What the task asks.
Identify every line in the data below that contains the word "overcast", and copy each of those lines. Case counts.

Dataset extract.
-=-=-
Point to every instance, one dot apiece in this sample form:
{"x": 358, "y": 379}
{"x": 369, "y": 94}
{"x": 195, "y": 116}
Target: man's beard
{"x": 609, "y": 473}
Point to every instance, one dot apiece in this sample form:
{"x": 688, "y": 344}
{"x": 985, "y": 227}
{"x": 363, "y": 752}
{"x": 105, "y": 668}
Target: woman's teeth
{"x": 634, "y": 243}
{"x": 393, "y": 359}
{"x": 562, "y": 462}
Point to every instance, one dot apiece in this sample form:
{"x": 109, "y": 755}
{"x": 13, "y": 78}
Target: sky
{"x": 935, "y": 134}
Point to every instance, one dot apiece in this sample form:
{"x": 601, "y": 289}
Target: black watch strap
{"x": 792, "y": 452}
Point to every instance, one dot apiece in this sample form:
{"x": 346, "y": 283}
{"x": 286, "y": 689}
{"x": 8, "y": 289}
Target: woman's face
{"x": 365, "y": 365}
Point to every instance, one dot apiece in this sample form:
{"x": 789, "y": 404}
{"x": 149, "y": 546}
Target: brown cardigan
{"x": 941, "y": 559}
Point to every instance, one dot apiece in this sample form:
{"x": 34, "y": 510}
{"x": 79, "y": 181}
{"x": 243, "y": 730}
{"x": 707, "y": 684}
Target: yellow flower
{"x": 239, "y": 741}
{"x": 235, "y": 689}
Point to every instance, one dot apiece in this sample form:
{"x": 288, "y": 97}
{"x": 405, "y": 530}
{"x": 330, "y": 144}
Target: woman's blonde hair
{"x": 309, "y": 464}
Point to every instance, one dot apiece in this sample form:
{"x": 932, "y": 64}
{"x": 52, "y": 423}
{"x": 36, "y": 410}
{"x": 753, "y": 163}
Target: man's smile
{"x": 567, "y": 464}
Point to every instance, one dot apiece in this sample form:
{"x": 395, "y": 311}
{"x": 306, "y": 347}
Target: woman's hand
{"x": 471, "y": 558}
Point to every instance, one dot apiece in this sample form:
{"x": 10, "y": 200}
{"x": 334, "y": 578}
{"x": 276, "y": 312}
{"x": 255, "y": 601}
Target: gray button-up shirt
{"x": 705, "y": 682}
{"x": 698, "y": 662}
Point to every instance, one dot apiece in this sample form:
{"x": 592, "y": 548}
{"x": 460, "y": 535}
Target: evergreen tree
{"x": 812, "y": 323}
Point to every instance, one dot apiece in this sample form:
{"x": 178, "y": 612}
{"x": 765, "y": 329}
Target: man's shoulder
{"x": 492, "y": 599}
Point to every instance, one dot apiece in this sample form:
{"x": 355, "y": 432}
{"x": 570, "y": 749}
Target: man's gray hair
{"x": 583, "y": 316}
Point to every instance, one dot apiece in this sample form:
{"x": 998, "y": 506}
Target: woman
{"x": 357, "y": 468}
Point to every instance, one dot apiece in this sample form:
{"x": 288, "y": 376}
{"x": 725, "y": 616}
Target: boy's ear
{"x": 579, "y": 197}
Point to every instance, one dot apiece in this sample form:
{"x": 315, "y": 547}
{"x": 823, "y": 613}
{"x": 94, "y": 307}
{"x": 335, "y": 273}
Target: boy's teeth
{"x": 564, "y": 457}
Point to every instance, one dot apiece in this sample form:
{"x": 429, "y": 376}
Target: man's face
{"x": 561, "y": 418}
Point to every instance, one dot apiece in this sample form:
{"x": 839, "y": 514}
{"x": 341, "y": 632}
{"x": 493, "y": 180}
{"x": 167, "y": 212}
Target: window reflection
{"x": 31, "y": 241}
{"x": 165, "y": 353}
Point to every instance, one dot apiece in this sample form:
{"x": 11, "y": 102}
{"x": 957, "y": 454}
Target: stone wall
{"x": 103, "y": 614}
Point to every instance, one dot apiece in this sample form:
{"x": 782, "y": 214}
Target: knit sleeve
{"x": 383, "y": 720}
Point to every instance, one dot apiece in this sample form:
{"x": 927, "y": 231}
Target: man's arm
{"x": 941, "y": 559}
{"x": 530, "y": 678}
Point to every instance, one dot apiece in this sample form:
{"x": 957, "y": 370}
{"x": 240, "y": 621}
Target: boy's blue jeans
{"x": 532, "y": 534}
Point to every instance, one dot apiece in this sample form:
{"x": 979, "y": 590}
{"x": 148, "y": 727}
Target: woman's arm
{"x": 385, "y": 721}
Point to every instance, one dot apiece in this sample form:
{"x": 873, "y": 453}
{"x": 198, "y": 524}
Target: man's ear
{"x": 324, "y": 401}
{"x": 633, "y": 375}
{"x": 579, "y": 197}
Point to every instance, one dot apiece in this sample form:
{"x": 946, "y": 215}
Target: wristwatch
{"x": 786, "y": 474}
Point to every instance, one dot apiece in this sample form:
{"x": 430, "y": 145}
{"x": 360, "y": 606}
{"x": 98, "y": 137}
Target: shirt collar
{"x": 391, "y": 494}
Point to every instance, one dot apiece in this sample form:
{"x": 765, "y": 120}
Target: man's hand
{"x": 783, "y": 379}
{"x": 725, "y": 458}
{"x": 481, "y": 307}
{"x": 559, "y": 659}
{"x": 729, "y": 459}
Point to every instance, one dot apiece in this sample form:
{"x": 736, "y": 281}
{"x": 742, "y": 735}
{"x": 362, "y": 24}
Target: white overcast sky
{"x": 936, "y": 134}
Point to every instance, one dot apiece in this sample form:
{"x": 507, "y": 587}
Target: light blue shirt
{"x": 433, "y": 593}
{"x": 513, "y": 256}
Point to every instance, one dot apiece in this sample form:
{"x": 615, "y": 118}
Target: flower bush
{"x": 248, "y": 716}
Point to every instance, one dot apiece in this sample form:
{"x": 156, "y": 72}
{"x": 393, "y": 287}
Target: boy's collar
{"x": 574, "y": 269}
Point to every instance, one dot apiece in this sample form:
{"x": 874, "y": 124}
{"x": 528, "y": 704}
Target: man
-=-=-
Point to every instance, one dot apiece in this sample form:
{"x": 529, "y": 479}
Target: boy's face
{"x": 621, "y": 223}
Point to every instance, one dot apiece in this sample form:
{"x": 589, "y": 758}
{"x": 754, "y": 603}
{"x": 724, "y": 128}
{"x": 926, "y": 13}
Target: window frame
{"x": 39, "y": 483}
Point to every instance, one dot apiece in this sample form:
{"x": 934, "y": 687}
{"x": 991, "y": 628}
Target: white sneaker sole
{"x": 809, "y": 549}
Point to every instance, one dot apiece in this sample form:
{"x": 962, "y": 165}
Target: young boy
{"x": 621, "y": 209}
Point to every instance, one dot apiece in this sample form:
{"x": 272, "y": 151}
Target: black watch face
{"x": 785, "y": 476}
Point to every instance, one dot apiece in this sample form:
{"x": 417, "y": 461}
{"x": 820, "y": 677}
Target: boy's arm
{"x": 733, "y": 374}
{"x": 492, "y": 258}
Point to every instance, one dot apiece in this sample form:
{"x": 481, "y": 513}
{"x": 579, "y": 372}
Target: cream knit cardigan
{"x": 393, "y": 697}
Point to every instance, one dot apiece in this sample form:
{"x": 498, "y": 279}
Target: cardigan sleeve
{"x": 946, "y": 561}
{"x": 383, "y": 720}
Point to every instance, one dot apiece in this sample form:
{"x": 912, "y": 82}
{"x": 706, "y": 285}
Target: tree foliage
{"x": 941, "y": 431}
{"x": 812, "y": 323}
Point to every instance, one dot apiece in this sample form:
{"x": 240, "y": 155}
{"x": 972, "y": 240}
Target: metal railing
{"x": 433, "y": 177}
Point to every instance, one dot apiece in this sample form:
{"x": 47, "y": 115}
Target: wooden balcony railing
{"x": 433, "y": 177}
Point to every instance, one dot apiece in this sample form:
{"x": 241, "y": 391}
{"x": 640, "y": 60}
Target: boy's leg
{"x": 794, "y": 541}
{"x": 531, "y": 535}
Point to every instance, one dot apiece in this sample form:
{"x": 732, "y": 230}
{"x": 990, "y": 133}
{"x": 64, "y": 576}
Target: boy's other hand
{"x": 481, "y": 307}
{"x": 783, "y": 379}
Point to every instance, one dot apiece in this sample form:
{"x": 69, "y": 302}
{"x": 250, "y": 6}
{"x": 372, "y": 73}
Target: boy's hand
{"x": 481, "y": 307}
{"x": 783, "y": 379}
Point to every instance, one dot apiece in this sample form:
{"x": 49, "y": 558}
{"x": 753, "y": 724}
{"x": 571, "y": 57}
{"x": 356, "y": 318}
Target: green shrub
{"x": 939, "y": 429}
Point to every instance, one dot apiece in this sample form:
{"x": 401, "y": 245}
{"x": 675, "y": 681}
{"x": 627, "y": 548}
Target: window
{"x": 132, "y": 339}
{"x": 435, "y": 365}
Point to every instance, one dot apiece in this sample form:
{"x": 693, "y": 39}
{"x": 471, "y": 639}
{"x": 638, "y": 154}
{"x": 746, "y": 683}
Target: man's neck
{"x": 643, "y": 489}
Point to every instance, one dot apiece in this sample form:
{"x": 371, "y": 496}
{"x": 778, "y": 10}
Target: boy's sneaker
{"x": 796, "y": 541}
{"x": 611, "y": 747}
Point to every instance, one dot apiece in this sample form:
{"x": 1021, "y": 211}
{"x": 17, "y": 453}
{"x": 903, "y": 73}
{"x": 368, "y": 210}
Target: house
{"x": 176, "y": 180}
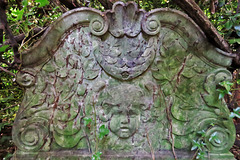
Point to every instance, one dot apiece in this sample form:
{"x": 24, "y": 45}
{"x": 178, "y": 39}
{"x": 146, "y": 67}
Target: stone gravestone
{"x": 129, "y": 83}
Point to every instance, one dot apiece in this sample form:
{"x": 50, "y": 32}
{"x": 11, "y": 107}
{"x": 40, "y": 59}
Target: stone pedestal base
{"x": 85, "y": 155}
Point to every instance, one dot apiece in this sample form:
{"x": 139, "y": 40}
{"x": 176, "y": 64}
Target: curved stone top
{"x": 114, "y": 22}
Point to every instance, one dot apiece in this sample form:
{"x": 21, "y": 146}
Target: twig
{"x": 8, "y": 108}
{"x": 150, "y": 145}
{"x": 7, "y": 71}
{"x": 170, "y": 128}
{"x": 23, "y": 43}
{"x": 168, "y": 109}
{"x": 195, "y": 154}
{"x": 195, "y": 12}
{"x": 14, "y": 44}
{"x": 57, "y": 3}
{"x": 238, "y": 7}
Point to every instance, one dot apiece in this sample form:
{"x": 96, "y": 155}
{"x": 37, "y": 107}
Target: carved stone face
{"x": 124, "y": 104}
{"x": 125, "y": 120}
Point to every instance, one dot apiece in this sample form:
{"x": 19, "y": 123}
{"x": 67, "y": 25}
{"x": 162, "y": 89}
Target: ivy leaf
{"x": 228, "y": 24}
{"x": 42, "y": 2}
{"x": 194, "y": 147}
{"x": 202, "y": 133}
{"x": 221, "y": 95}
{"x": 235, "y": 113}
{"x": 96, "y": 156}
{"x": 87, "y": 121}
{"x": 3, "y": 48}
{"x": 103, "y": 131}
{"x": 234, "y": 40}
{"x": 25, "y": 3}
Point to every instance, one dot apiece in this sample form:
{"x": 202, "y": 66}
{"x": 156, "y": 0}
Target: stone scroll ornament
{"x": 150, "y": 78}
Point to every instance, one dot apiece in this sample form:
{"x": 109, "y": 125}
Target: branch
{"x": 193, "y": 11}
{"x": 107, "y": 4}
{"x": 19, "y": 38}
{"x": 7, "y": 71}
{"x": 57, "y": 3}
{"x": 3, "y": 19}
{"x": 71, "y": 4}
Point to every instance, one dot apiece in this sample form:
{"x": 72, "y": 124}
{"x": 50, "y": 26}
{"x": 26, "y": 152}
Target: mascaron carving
-=-=-
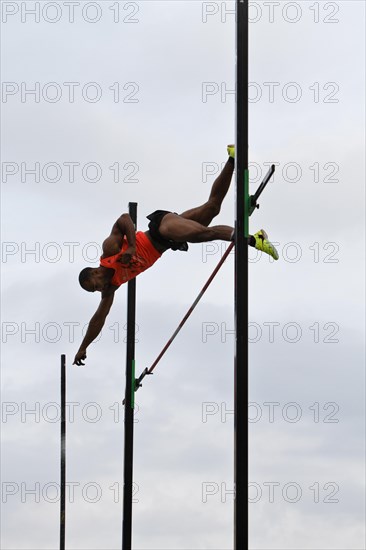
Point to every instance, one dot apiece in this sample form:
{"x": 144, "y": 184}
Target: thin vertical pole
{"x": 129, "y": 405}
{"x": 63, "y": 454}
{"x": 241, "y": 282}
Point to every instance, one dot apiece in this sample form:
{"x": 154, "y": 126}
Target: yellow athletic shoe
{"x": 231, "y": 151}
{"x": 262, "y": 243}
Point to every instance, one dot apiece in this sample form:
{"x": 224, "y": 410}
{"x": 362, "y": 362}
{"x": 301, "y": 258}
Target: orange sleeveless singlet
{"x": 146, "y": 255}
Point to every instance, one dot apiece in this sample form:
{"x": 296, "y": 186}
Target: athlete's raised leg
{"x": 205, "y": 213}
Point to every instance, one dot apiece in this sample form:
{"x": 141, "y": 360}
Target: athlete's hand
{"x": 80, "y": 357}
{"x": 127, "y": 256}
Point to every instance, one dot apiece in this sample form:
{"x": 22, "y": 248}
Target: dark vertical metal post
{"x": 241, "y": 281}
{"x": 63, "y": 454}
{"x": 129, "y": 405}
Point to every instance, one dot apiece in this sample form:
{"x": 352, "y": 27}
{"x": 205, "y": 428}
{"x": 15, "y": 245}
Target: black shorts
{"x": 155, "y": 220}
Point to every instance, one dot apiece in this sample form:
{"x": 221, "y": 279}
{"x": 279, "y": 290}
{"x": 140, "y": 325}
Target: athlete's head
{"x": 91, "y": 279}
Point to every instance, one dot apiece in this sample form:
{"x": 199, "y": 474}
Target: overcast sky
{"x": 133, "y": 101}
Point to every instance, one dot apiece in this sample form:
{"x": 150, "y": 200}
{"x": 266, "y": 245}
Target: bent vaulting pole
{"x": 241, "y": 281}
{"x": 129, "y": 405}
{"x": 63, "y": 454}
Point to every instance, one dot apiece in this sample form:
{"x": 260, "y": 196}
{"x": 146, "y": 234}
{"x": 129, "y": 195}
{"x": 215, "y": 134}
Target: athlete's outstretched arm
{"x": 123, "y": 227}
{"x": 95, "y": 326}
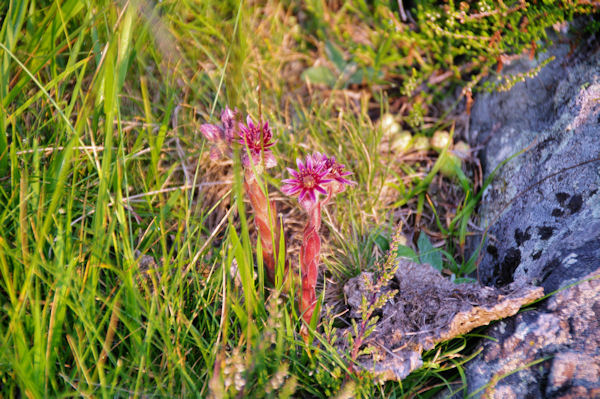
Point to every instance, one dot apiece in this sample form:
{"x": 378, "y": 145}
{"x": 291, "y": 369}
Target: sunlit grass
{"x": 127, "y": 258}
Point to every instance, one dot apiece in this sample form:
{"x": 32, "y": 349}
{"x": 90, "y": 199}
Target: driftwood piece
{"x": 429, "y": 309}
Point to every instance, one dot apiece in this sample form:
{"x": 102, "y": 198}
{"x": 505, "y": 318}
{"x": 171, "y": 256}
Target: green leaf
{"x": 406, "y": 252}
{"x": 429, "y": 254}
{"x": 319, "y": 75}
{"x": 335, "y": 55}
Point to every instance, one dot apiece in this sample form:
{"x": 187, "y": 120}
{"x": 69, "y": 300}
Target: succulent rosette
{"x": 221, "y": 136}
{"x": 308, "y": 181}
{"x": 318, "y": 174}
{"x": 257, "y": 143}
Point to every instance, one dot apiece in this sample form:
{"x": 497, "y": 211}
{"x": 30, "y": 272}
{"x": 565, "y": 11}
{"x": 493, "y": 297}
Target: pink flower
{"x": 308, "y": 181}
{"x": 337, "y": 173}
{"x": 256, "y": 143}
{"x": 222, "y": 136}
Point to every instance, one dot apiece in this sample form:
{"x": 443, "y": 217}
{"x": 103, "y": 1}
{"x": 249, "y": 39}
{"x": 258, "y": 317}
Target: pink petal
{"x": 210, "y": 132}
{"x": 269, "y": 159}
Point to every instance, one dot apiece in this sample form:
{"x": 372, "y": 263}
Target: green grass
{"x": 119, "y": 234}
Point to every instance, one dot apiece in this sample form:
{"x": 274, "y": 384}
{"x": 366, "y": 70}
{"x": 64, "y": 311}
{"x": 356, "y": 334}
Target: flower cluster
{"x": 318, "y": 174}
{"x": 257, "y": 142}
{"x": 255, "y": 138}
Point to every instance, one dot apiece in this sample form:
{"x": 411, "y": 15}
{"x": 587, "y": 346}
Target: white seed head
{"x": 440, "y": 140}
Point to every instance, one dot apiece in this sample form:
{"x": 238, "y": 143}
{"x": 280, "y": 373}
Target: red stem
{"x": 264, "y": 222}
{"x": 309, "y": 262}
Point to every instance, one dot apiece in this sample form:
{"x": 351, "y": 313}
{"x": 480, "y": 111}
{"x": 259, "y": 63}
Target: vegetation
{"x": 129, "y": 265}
-=-=-
Full response.
Target: white overcast sky
Target: overcast sky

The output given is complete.